[Instructions for the task]:
Repeat the listing exactly, line by line, and leave the pictures behind.

* * * * * * *

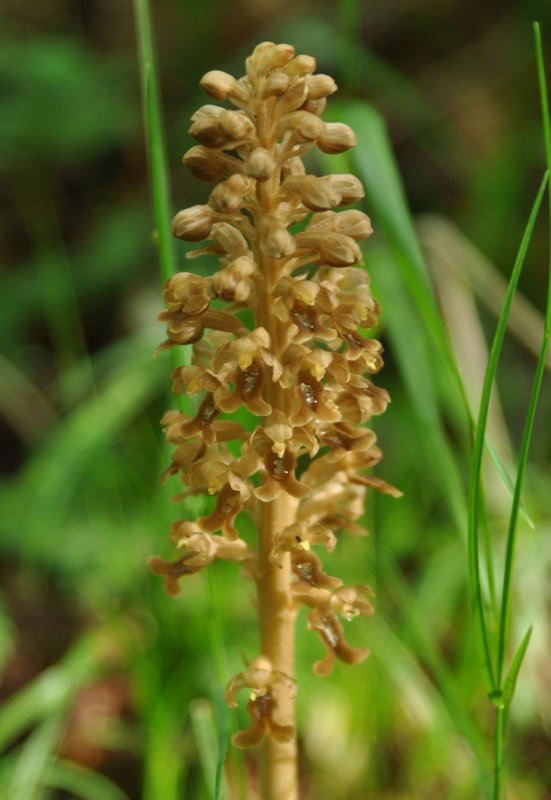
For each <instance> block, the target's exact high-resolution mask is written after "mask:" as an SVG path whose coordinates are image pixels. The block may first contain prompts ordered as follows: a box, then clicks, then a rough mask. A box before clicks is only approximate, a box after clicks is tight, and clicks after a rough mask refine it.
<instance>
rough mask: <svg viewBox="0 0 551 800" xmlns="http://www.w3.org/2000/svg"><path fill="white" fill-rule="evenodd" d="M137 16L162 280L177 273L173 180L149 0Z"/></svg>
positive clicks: (153, 204)
mask: <svg viewBox="0 0 551 800" xmlns="http://www.w3.org/2000/svg"><path fill="white" fill-rule="evenodd" d="M134 15H135V18H136V33H137V37H138V53H139V65H140V73H141V79H142V101H143V109H144V123H145V133H146V143H147V151H148V156H149V168H150V171H151V191H152V194H153V210H154V215H155V227H156V235H157V242H158V246H159V261H160V267H161V276H162V279H163V281H166V280H168V279H169V278H170V277H171V276H172V275H173V274H174V271H175V264H176V260H175V257H174V249H173V240H172V236H171V235H170V220H171V217H172V212H171V202H170V180H169V177H168V171H167V168H166V156H165V146H164V140H165V138H164V132H163V121H162V119H163V118H162V113H161V100H160V93H159V80H158V75H157V60H156V54H155V45H154V41H153V30H152V23H151V15H150V12H149V3H148V0H134Z"/></svg>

* * * * * * *

[Response to the task]:
For each <instance> block, the target's exact high-resolution mask is written after "mask:" as an SVG path whose coordinates are image pixels. The block may first contain prompts ordered as follows: a box, then clicks, then a rough mask. A box before clicks is only approximate, a box after clicks is tight, and clicks after a rough mask refine it.
<instance>
rough mask: <svg viewBox="0 0 551 800" xmlns="http://www.w3.org/2000/svg"><path fill="white" fill-rule="evenodd" d="M137 16L162 280L177 273L173 180L149 0Z"/></svg>
positive clicks: (153, 204)
mask: <svg viewBox="0 0 551 800" xmlns="http://www.w3.org/2000/svg"><path fill="white" fill-rule="evenodd" d="M134 15H135V18H136V33H137V37H138V53H139V65H140V73H141V79H142V101H143V109H144V123H145V133H146V143H147V151H148V156H149V168H150V171H151V191H152V194H153V210H154V215H155V227H156V235H157V242H158V246H159V261H160V267H161V276H162V279H163V281H166V280H168V279H169V278H170V277H171V276H172V275H173V274H174V271H175V264H176V260H175V257H174V249H173V240H172V236H171V235H170V220H171V217H172V212H171V202H170V180H169V177H168V171H167V168H166V156H165V146H164V140H165V138H164V132H163V121H162V119H163V118H162V113H161V100H160V93H159V80H158V75H157V60H156V54H155V45H154V41H153V30H152V23H151V15H150V12H149V3H148V0H134Z"/></svg>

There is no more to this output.